What is needed => Rewrite the lines below with "rear wheel" replaced by "back wheel" and everything else kept the same. Leave out the pictures.

#### Dataset entries ####

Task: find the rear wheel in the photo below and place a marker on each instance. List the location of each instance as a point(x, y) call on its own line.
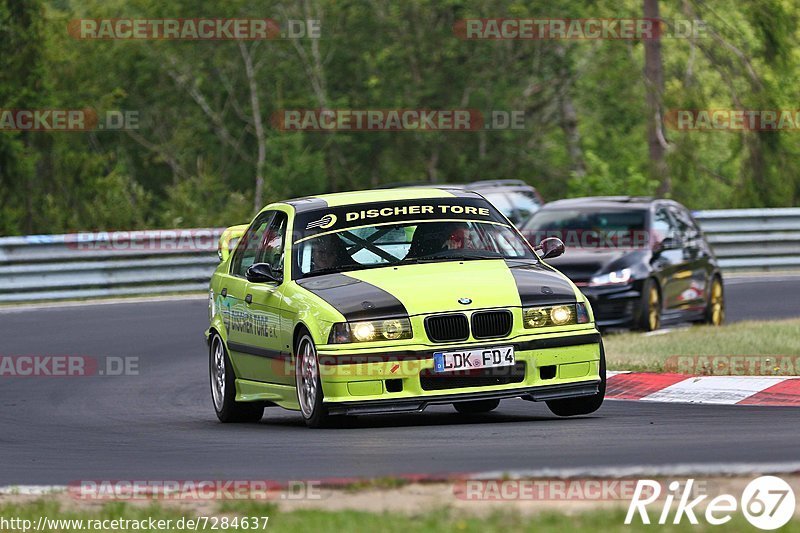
point(309, 385)
point(650, 307)
point(476, 406)
point(223, 387)
point(585, 404)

####

Written reply =>
Task: find the back wheel in the photo below and place a marker on each instance. List the location of each instance as a point(x, y) call on its own line.
point(309, 385)
point(650, 307)
point(476, 406)
point(223, 387)
point(585, 404)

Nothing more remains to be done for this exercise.